==== PROVIDED DATA ====
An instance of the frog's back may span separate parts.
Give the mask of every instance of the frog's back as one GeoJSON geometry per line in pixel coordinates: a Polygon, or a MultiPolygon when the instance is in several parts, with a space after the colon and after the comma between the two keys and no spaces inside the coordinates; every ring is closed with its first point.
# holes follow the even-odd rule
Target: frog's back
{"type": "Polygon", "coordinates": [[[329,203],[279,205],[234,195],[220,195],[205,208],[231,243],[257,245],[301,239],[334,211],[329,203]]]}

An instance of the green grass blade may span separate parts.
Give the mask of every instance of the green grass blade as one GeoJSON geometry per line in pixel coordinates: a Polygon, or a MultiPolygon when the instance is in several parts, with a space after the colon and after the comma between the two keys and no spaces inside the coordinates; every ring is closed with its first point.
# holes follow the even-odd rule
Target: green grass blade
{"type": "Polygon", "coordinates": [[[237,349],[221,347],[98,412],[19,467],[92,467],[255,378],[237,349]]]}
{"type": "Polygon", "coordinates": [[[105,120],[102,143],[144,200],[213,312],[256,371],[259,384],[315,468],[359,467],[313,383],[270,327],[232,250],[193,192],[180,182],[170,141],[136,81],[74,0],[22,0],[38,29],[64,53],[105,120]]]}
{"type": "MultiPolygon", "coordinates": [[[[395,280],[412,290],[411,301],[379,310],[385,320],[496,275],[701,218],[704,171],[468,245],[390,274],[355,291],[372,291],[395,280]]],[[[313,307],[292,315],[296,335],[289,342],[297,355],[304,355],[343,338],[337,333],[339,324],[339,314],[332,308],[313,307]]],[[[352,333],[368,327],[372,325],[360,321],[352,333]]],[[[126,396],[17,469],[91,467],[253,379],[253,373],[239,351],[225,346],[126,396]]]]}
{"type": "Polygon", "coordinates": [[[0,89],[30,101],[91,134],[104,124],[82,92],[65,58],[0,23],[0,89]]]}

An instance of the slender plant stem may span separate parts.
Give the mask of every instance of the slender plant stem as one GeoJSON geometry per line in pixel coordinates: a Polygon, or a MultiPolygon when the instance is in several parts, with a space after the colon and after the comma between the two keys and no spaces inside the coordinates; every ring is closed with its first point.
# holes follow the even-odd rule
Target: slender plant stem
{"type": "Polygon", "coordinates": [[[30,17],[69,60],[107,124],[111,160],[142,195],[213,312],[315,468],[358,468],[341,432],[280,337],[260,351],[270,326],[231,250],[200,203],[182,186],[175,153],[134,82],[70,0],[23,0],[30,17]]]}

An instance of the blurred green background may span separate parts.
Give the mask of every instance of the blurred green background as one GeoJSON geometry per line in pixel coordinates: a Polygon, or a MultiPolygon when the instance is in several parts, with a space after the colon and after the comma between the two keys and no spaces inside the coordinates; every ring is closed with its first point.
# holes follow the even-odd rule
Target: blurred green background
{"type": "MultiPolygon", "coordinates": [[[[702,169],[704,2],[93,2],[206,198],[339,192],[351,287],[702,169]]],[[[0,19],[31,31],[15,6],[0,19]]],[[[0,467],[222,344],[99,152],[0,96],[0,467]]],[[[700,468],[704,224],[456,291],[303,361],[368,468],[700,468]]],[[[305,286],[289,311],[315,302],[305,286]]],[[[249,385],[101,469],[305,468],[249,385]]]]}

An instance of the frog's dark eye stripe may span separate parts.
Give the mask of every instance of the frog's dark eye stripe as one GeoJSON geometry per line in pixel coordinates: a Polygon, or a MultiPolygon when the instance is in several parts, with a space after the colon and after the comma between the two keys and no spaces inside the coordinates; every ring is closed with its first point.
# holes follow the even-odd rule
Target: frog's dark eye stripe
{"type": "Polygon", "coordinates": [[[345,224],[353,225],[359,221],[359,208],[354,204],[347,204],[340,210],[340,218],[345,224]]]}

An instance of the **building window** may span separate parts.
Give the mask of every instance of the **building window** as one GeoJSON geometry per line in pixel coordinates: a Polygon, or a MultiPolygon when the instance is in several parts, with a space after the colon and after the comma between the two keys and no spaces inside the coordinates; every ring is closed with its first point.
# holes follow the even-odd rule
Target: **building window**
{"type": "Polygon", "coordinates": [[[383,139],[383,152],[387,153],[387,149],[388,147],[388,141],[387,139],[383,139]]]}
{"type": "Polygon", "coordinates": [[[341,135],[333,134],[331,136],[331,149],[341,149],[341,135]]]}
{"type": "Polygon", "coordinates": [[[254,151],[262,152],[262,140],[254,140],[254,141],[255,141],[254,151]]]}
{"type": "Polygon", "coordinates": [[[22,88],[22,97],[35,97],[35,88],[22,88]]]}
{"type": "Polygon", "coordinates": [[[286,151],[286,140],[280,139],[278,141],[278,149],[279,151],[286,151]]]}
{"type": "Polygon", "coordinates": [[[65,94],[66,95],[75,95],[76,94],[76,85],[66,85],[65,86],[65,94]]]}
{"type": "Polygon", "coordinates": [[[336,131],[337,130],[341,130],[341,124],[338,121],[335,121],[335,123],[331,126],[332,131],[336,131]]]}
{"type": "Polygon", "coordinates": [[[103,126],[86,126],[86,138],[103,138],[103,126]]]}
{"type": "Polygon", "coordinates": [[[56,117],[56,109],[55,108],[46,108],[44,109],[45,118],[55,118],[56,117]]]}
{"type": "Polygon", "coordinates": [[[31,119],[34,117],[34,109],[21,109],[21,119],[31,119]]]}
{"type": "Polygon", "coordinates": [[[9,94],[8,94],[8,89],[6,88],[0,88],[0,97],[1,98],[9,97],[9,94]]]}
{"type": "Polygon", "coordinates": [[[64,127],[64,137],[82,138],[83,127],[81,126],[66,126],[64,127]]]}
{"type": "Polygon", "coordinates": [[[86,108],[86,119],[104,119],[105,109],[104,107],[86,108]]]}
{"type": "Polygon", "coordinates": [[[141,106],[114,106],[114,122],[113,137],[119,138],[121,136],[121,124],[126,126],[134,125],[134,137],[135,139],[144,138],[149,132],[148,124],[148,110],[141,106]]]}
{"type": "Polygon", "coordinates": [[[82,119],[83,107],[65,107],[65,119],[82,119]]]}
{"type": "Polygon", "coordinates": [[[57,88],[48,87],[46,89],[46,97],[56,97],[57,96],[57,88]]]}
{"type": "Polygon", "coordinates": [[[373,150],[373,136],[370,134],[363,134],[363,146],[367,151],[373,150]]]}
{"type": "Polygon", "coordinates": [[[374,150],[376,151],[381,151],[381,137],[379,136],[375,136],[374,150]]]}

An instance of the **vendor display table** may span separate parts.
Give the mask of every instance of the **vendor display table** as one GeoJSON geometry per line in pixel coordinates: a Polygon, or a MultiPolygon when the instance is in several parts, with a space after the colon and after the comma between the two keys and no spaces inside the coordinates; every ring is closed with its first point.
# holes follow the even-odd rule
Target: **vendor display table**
====
WHAT TO PRODUCE:
Copy every one of the rows above word for word, keeping each character and line break unchanged.

RIGHT ANSWER:
An instance of the frog's back may span separate parts.
Give the mask of every instance of the frog's back as one GeoJSON geometry per line in pixel coordinates: a Polygon, or a MultiPolygon when the instance is in several parts, with a space after the colon and after the comma between the two keys and no spaces inside the coordinates; every ring is closed with its first point.
# holes follow the even-odd rule
Target: frog's back
{"type": "Polygon", "coordinates": [[[329,203],[279,205],[234,195],[220,195],[205,208],[231,243],[257,245],[301,239],[334,211],[329,203]]]}

An instance of the green grass blade may span separate parts.
Give the mask of every instance of the green grass blade as one GeoJSON geometry per line in pixel coordinates: a Polygon, or a MultiPolygon when the instance is in several parts, with a space after the colon and after the comma between the two keys and no spaces inside the coordinates; every ring is closed with its first point.
# holes follow the even-odd rule
Target: green grass blade
{"type": "Polygon", "coordinates": [[[237,349],[221,347],[98,412],[19,467],[92,467],[255,378],[237,349]]]}
{"type": "Polygon", "coordinates": [[[105,120],[102,143],[144,200],[213,312],[256,371],[259,384],[315,468],[359,467],[313,383],[270,327],[232,250],[193,192],[180,182],[170,141],[136,81],[74,0],[22,0],[38,29],[64,53],[105,120]]]}
{"type": "MultiPolygon", "coordinates": [[[[395,280],[412,290],[411,301],[379,310],[385,320],[496,275],[701,218],[704,171],[468,245],[390,274],[355,291],[372,291],[395,280]]],[[[313,307],[292,315],[296,335],[289,342],[297,355],[304,355],[343,338],[337,333],[339,324],[339,314],[332,308],[313,307]]],[[[352,333],[368,327],[372,325],[360,321],[352,333]]],[[[126,396],[17,469],[91,467],[253,379],[253,373],[239,351],[225,346],[126,396]]]]}
{"type": "Polygon", "coordinates": [[[0,89],[30,101],[91,134],[104,124],[82,92],[65,58],[0,23],[0,89]]]}

An instance of the slender plant stem may span separate parts.
Give the mask of every instance of the slender plant stem as one GeoJSON geometry per line in pixel coordinates: a Polygon, or a MultiPolygon when the instance is in several parts, with a space after the colon and after the comma between the two keys and no spaces inside the coordinates; every ring is closed with its first point.
# holes follow the even-odd rule
Target: slender plant stem
{"type": "Polygon", "coordinates": [[[30,17],[69,60],[107,124],[111,160],[142,195],[213,312],[315,468],[358,468],[341,432],[280,337],[260,351],[270,326],[231,250],[200,203],[182,186],[175,153],[134,82],[70,0],[23,0],[30,17]]]}

An instance of the blurred green background may span separate parts.
Give the mask of every instance of the blurred green background as one GeoJSON geometry per line in pixel coordinates: a Polygon, or a MultiPolygon when the instance is in several parts, with a space after the colon and after the comma between the two keys and no spaces inside the coordinates; every ring is closed with its first point.
# holes follow the even-odd rule
Target: blurred green background
{"type": "MultiPolygon", "coordinates": [[[[702,169],[704,2],[93,2],[206,198],[339,192],[351,287],[702,169]]],[[[0,19],[31,31],[15,6],[0,19]]],[[[0,467],[222,344],[99,152],[0,96],[0,467]]],[[[700,468],[704,224],[456,291],[303,361],[368,468],[700,468]]],[[[305,286],[289,311],[315,302],[305,286]]],[[[249,385],[101,469],[305,468],[249,385]]]]}

An instance of the frog's dark eye stripe may span separate parts.
Give the mask of every instance of the frog's dark eye stripe as one GeoJSON geometry per line in pixel coordinates: a Polygon, or a MultiPolygon when the instance is in several parts, with a space after the colon and after the comma between the two keys and no spaces inside the coordinates; every ring is closed with its first point.
# holes follow the even-odd rule
Target: frog's dark eye stripe
{"type": "Polygon", "coordinates": [[[345,224],[353,225],[359,221],[359,208],[354,204],[347,204],[340,210],[340,218],[345,224]]]}

An instance of the **building window** may span separate parts.
Give the mask of every instance of the **building window** as one GeoJSON geometry per line in pixel coordinates: a Polygon, or a MultiPolygon when the instance is in several parts, with a space after the colon and after the comma between the two keys and no spaces inside the coordinates; every ring is closed with its first point.
# holes follow the even-odd rule
Target: **building window**
{"type": "Polygon", "coordinates": [[[383,139],[383,152],[387,153],[387,149],[388,147],[388,141],[387,139],[383,139]]]}
{"type": "Polygon", "coordinates": [[[341,135],[333,134],[331,136],[331,149],[341,149],[341,135]]]}
{"type": "Polygon", "coordinates": [[[254,151],[262,152],[262,140],[254,140],[254,141],[255,141],[254,151]]]}
{"type": "Polygon", "coordinates": [[[22,88],[22,97],[35,97],[35,88],[22,88]]]}
{"type": "Polygon", "coordinates": [[[286,151],[286,140],[280,139],[278,141],[278,149],[279,151],[286,151]]]}
{"type": "Polygon", "coordinates": [[[65,94],[66,95],[75,95],[76,94],[76,85],[66,85],[65,86],[65,94]]]}
{"type": "Polygon", "coordinates": [[[336,131],[337,130],[341,130],[341,124],[338,121],[335,121],[335,123],[331,126],[332,131],[336,131]]]}
{"type": "Polygon", "coordinates": [[[103,126],[86,126],[86,138],[103,138],[103,126]]]}
{"type": "Polygon", "coordinates": [[[56,117],[56,109],[55,108],[46,108],[44,109],[45,118],[55,118],[56,117]]]}
{"type": "Polygon", "coordinates": [[[31,119],[34,117],[34,109],[21,109],[21,119],[31,119]]]}
{"type": "Polygon", "coordinates": [[[9,94],[8,94],[8,89],[6,88],[0,88],[0,97],[1,98],[9,97],[9,94]]]}
{"type": "Polygon", "coordinates": [[[64,127],[64,137],[82,138],[83,127],[81,126],[66,126],[64,127]]]}
{"type": "Polygon", "coordinates": [[[86,108],[86,119],[104,119],[105,109],[104,107],[86,108]]]}
{"type": "Polygon", "coordinates": [[[141,106],[114,106],[114,122],[113,137],[119,138],[121,136],[121,124],[126,126],[134,125],[134,137],[135,139],[144,138],[149,132],[148,124],[148,110],[141,106]]]}
{"type": "Polygon", "coordinates": [[[82,119],[83,107],[65,107],[65,119],[82,119]]]}
{"type": "Polygon", "coordinates": [[[57,88],[48,87],[46,89],[46,97],[56,97],[57,96],[57,88]]]}
{"type": "Polygon", "coordinates": [[[373,150],[373,136],[370,134],[363,134],[363,146],[367,151],[373,150]]]}
{"type": "Polygon", "coordinates": [[[374,150],[376,151],[381,151],[381,137],[379,136],[375,136],[374,150]]]}

An instance of the **vendor display table** may span separate parts.
Give the mask of every instance of the **vendor display table** as one GeoJSON geometry per line in pixel coordinates: a Polygon, or a MultiPolygon when the instance is in several parts, with a space after the colon and after the comma between the two keys and no spaces inside the coordinates; every ring is closed with its first point.
# holes follow the even-odd rule
Target: **vendor display table**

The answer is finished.